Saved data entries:
- - - - - - -

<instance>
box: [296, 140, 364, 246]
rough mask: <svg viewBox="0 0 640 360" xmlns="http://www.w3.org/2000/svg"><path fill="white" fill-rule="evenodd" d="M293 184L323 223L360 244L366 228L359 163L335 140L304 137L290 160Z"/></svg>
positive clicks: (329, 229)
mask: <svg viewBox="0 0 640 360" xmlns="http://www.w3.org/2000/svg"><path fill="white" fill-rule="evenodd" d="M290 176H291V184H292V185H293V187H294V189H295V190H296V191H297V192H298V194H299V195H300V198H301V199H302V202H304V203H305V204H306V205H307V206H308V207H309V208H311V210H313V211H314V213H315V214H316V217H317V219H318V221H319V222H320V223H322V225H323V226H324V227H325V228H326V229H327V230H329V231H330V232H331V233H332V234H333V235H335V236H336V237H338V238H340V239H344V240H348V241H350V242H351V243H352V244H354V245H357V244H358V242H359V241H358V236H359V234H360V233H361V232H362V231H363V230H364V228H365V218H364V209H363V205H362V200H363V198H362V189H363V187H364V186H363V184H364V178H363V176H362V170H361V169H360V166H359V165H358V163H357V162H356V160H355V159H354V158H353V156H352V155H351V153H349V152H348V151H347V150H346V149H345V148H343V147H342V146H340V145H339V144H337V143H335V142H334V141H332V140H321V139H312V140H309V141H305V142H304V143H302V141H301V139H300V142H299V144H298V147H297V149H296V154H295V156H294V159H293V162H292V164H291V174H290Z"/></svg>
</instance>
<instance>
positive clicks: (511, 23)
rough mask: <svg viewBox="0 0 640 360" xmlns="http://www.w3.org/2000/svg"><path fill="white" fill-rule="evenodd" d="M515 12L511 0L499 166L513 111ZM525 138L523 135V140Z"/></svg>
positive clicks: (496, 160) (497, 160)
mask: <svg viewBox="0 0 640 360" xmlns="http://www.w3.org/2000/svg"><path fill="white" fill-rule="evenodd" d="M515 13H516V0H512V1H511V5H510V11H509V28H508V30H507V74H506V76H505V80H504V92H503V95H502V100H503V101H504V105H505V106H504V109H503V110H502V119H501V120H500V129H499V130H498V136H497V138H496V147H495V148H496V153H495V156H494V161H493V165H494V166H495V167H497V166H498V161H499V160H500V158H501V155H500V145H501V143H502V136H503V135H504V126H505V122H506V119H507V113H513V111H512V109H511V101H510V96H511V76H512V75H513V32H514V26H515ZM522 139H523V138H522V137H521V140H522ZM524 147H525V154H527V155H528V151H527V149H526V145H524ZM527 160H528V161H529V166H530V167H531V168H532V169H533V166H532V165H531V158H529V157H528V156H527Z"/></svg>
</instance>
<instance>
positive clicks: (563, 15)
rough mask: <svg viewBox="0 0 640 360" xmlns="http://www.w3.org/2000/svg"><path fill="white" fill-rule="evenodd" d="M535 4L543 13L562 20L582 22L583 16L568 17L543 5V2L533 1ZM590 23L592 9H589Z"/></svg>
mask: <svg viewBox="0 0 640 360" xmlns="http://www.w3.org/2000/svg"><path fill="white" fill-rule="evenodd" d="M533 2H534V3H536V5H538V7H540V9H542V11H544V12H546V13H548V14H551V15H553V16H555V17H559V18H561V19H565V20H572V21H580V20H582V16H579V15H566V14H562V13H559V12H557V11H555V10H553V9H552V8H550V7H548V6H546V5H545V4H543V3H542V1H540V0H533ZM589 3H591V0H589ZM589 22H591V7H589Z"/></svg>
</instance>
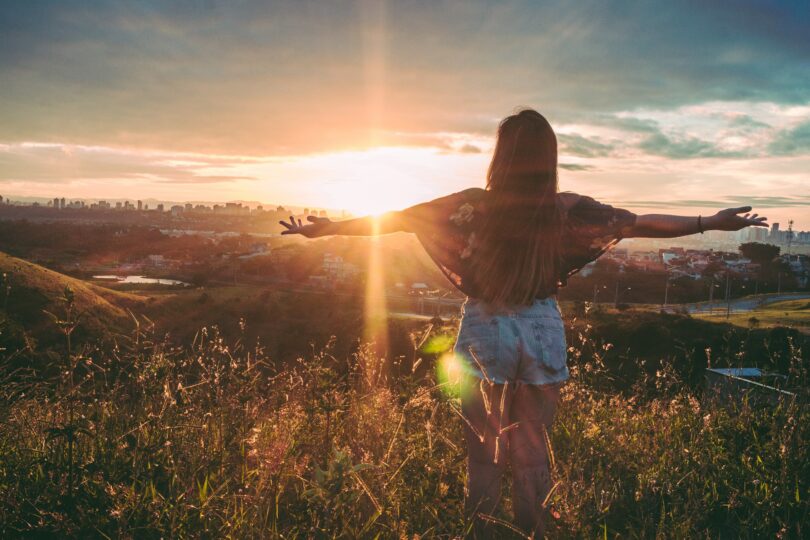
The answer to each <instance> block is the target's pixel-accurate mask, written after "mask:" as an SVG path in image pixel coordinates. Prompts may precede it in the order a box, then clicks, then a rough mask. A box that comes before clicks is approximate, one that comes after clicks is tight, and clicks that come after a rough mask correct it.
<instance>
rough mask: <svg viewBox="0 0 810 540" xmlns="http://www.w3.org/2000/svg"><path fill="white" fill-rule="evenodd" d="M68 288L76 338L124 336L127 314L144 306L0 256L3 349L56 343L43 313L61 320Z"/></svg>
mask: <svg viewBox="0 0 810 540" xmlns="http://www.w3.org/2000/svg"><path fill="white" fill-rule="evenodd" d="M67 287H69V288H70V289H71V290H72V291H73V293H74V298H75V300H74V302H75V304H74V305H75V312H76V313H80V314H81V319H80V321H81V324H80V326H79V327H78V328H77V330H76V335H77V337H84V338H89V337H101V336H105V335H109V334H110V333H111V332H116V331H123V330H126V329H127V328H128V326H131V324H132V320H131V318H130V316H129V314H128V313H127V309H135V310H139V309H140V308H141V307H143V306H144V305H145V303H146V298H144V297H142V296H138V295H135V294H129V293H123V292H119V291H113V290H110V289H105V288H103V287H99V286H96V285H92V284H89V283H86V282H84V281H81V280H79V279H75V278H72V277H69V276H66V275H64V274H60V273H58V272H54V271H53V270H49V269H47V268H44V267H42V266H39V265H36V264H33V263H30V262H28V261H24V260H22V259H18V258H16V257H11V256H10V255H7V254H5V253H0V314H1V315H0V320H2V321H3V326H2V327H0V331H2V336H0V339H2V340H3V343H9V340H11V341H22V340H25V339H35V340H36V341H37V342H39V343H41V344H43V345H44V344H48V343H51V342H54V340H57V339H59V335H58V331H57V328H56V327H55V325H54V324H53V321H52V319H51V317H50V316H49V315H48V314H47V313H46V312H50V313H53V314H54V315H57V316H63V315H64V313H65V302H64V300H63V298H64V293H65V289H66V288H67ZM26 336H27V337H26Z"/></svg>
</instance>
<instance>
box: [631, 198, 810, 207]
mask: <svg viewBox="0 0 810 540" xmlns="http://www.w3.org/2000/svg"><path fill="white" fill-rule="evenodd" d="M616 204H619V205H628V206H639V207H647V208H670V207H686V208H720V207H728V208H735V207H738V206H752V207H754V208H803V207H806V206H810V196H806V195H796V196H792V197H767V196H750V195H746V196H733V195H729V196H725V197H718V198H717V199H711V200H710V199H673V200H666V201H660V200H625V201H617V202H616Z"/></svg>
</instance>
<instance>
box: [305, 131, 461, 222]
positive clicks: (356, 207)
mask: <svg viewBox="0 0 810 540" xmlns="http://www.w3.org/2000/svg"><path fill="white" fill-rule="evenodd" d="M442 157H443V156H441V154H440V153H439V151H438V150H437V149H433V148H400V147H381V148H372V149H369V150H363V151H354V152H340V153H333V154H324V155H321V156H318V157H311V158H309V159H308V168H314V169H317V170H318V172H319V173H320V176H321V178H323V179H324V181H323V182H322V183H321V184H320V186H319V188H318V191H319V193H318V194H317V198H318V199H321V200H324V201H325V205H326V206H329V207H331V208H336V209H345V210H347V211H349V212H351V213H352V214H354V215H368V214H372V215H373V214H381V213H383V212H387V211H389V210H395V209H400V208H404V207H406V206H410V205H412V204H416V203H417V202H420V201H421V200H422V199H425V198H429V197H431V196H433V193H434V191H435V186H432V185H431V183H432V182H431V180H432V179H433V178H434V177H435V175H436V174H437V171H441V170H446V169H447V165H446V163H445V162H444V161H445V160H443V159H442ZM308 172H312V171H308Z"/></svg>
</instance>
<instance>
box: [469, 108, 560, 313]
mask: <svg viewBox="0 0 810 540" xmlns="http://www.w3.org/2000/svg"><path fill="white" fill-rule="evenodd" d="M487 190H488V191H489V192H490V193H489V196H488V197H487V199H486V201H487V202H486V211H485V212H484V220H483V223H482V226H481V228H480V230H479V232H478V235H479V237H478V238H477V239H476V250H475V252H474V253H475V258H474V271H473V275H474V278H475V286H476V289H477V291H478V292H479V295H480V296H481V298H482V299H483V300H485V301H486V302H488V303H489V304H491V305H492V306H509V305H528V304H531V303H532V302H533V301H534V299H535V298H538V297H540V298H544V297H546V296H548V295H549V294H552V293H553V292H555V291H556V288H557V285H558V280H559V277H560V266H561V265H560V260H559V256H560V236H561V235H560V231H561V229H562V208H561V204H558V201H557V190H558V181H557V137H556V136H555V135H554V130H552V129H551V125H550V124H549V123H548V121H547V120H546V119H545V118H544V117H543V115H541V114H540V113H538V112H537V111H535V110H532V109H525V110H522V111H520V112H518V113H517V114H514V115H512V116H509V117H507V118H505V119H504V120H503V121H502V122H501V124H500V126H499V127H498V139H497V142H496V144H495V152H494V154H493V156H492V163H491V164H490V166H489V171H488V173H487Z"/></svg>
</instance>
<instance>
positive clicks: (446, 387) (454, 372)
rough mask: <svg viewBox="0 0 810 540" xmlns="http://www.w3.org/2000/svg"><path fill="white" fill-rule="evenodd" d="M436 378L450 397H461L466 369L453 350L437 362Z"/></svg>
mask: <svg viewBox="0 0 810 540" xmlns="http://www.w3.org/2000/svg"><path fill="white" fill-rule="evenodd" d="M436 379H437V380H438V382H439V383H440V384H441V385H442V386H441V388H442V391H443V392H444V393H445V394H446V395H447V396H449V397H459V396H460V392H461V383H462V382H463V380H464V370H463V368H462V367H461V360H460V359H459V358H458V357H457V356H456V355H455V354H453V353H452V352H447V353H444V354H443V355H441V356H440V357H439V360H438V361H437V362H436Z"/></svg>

- - - - - - -

DIRECTIVE:
Please write out the lines of the material from its start through the line containing "positive clicks: (329, 229)", keeping both ends.

SOLVED PROBLEM:
<instance>
box: [296, 140, 364, 246]
rough mask: <svg viewBox="0 0 640 360" xmlns="http://www.w3.org/2000/svg"><path fill="white" fill-rule="evenodd" d="M293 184L323 223L360 244L366 228L359 163L335 140L304 137L290 160Z"/></svg>
positive clicks: (329, 229)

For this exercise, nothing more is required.